▶ [Phrase grounding data]:
##########
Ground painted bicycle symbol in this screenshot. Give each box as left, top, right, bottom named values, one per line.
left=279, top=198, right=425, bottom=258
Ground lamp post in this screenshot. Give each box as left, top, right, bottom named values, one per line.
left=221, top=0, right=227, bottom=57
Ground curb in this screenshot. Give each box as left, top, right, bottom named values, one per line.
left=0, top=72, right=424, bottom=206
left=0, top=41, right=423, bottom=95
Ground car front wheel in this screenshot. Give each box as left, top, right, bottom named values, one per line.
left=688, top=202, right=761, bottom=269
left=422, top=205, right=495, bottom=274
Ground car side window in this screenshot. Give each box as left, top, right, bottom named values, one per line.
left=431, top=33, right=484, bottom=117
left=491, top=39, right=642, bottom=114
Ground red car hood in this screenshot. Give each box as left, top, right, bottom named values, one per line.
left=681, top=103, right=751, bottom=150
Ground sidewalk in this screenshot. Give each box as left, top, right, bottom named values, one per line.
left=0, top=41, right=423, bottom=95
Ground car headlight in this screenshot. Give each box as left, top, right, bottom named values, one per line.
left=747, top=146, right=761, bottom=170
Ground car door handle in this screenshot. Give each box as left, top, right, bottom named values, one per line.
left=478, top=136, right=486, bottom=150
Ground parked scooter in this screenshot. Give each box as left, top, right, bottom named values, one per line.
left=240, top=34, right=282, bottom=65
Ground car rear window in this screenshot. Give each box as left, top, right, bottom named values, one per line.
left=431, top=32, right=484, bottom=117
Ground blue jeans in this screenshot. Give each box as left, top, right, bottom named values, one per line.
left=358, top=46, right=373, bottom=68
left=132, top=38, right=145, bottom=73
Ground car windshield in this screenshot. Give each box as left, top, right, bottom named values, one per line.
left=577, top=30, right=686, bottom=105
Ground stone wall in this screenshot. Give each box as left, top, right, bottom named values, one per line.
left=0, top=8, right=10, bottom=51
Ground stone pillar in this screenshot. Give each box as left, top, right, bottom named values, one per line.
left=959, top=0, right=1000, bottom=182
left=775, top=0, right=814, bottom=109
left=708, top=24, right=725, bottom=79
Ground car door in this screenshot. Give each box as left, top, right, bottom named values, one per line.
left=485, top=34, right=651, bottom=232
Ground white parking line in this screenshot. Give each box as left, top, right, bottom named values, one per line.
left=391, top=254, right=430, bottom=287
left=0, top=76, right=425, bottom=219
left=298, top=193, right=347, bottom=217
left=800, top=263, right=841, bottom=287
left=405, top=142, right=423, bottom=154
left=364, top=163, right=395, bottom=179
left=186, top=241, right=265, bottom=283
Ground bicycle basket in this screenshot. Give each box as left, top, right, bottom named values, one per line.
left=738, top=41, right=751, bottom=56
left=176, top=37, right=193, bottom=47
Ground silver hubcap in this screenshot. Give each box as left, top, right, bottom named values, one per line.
##########
▶ [WORK INSTRUCTIONS]:
Output the entries above in their entirety, exactly as written.

▶ [REPLY]:
Ground painted bicycle symbol in this screenshot. Give each box as left, top, right, bottom named values, one per line.
left=279, top=198, right=425, bottom=258
Ground lamp post in this screenshot. Give each box as left, top, right, bottom named values, one per line.
left=221, top=0, right=227, bottom=57
Ground curb in this screenshot. Give each box as left, top, right, bottom named values, one per line.
left=0, top=72, right=424, bottom=206
left=0, top=41, right=423, bottom=95
Ground car front wheel in this screenshot. Give each box as left, top, right, bottom named values, one per line.
left=688, top=202, right=761, bottom=269
left=422, top=205, right=495, bottom=274
Ground car side window in this screenshot. Give each box as left, top, right, bottom named values, one per line.
left=431, top=33, right=484, bottom=117
left=491, top=39, right=642, bottom=114
Ground red car hood in this screenshot. Give each box as left, top, right, bottom named values, one per line.
left=681, top=103, right=751, bottom=150
Ground sidewalk in this screenshot. Give each box as left, top, right, bottom named values, one per line.
left=0, top=41, right=423, bottom=95
Ground car headlight in this screenshot. Give each box as left, top, right, bottom named values, one per line.
left=747, top=146, right=761, bottom=170
Ground car door handle in this screenshot. Give each box as left, top, right, bottom named values, one per line.
left=478, top=136, right=486, bottom=150
Ground parked scooter in this screenshot. Give each box as left, top, right, bottom named values, one per line.
left=240, top=34, right=282, bottom=65
Ground car rear window in this screenshot. Give each box as left, top, right, bottom named values, one per line.
left=431, top=32, right=484, bottom=117
Ground blue jeans in this screenshot. Give each box as left, top, right, bottom named values, one per line.
left=358, top=46, right=373, bottom=68
left=132, top=38, right=145, bottom=73
Ground car windshield in this screenshot. Give each box as left, top, right, bottom named values, one per line.
left=577, top=30, right=686, bottom=105
Ground stone wall in this screenshot. Give each box as left, top, right, bottom named values, one per line.
left=0, top=8, right=10, bottom=51
Ground stone pillar in this screenshot. Give each box as left, top, right, bottom named values, one per line.
left=959, top=0, right=1000, bottom=182
left=775, top=0, right=814, bottom=109
left=708, top=24, right=725, bottom=79
Ground car door in this screenshot. Give each box as left, top, right, bottom named values, one per line.
left=485, top=34, right=651, bottom=232
Ground white parking line in this screenshot. Give each box as left, top, right, bottom named values, one per line.
left=391, top=254, right=430, bottom=287
left=0, top=76, right=425, bottom=219
left=298, top=193, right=347, bottom=217
left=800, top=263, right=841, bottom=287
left=405, top=142, right=423, bottom=154
left=364, top=163, right=395, bottom=179
left=186, top=241, right=265, bottom=283
Ground bicycle basket in this screenshot. Give each box as left, top, right, bottom named values, one per line.
left=738, top=41, right=751, bottom=56
left=176, top=37, right=193, bottom=47
Ground silver hubcap in this screenshot. Give each box as left, top, right, bottom named values, one per line.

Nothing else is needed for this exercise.